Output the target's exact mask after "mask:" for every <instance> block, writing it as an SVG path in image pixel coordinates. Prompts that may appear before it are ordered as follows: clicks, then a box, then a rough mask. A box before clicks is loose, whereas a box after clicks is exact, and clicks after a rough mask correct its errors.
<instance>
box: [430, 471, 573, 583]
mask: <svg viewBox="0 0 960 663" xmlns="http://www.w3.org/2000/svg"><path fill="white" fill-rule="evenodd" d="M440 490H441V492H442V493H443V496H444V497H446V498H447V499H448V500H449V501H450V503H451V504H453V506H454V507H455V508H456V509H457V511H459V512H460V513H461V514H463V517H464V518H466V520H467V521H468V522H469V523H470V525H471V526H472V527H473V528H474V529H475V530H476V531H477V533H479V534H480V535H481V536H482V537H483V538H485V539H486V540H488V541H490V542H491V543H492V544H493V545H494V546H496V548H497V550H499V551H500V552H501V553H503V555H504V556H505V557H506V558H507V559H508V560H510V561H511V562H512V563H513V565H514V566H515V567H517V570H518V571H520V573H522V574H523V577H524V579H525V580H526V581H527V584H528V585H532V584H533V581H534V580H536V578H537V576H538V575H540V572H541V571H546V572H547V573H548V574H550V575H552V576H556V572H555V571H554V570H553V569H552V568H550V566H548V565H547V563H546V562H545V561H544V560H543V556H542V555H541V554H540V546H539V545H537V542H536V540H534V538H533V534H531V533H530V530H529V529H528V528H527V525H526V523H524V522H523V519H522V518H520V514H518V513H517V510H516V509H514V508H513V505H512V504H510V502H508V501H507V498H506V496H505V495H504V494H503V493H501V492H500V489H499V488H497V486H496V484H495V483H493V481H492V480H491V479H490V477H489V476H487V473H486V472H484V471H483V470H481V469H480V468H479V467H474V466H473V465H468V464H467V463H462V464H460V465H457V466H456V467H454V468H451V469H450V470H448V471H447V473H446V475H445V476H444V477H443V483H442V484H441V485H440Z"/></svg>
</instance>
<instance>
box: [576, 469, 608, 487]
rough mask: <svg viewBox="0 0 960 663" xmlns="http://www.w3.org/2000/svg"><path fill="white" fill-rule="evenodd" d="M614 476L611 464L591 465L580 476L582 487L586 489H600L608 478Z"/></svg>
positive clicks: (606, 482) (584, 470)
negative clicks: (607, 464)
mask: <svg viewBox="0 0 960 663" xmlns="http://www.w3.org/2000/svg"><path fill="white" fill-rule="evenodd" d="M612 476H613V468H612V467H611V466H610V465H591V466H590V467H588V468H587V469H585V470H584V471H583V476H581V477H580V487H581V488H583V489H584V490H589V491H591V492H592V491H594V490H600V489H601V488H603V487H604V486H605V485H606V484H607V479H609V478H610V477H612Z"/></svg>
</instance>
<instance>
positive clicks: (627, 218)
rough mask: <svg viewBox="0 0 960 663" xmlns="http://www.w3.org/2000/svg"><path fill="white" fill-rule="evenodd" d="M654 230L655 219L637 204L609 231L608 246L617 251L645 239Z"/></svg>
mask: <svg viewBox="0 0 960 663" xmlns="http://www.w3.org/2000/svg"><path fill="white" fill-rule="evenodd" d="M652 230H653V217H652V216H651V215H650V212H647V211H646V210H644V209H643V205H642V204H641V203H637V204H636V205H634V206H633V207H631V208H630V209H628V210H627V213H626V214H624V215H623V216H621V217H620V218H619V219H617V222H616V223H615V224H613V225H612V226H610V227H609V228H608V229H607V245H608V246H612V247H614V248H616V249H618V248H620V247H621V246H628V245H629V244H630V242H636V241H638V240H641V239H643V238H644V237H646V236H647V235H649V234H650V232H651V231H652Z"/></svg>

^^^^^^^^^^^^^^^^

Write the entries out once more, exactly as given.

### SOLUTION TO THIS PROBLEM
Output the target's exact mask after "mask:" for every <instance> block, writing it as an SVG path in image pixel coordinates. Prompts that may appear before it are ordered as follows: clicks, then a box, then a rough mask. A box before clicks is loose, whereas a box after clicks is exact, and clicks after a rough mask correct its errors.
<instance>
box: [430, 471, 573, 583]
mask: <svg viewBox="0 0 960 663" xmlns="http://www.w3.org/2000/svg"><path fill="white" fill-rule="evenodd" d="M440 490H441V492H442V493H443V496H444V497H446V498H447V499H448V500H449V501H450V503H451V504H453V506H454V507H455V508H456V509H457V511H459V512H460V513H461V514H463V517H464V518H466V520H467V521H468V522H469V523H470V525H471V526H472V527H473V528H474V529H475V530H476V531H477V533H479V534H480V535H481V536H482V537H483V538H485V539H486V540H488V541H490V542H491V543H492V544H493V545H494V546H496V548H497V550H499V551H500V552H501V553H503V555H504V556H505V557H506V558H507V559H508V560H510V561H511V562H512V563H513V565H514V566H515V567H517V570H518V571H520V573H522V574H523V577H524V579H525V580H526V581H527V584H528V585H532V584H533V581H534V580H536V578H537V576H538V575H540V572H541V571H546V572H547V573H548V574H550V575H552V576H556V572H555V571H554V570H553V569H552V568H550V566H548V565H547V563H546V562H545V561H544V560H543V556H542V555H541V554H540V546H539V545H537V542H536V540H534V538H533V534H531V533H530V530H529V529H528V528H527V525H526V523H524V522H523V519H522V518H520V514H518V513H517V510H516V509H514V508H513V505H512V504H510V502H508V501H507V498H506V496H505V495H504V494H503V493H501V492H500V489H499V488H497V486H496V484H495V483H493V481H492V480H491V479H490V477H489V476H487V473H486V472H484V471H483V470H481V469H480V468H479V467H474V466H473V465H468V464H467V463H462V464H460V465H457V466H456V467H454V468H451V469H450V470H448V471H447V473H446V475H445V476H444V477H443V483H442V484H441V485H440Z"/></svg>
</instance>
<instance>
box: [576, 469, 608, 487]
rough mask: <svg viewBox="0 0 960 663" xmlns="http://www.w3.org/2000/svg"><path fill="white" fill-rule="evenodd" d="M614 476L611 464L591 465L580 476L582 487L586 489H600L608 478Z"/></svg>
positive clicks: (606, 482) (584, 470)
negative clicks: (607, 464)
mask: <svg viewBox="0 0 960 663" xmlns="http://www.w3.org/2000/svg"><path fill="white" fill-rule="evenodd" d="M612 476H613V468H612V467H611V466H610V465H591V466H590V467H588V468H587V469H585V470H584V471H583V476H581V477H580V487H581V488H583V489H584V490H589V491H591V492H592V491H594V490H600V489H601V488H603V487H604V486H605V485H606V484H607V479H609V478H610V477H612Z"/></svg>
</instance>
<instance>
positive clicks: (627, 218)
rough mask: <svg viewBox="0 0 960 663" xmlns="http://www.w3.org/2000/svg"><path fill="white" fill-rule="evenodd" d="M654 230L655 219L637 204L609 231L608 246L617 251L645 239Z"/></svg>
mask: <svg viewBox="0 0 960 663" xmlns="http://www.w3.org/2000/svg"><path fill="white" fill-rule="evenodd" d="M652 230H653V217H652V216H651V215H650V212H647V211H646V210H644V209H643V205H642V204H641V203H637V204H636V205H634V206H633V207H631V208H630V209H628V210H627V213H626V214H624V215H623V216H621V217H620V218H619V219H617V222H616V223H615V224H613V225H612V226H610V227H609V228H608V229H607V245H608V246H612V247H614V248H616V249H618V248H620V247H621V246H628V245H629V244H630V242H636V241H638V240H641V239H643V238H644V237H646V236H647V235H649V234H650V232H651V231H652Z"/></svg>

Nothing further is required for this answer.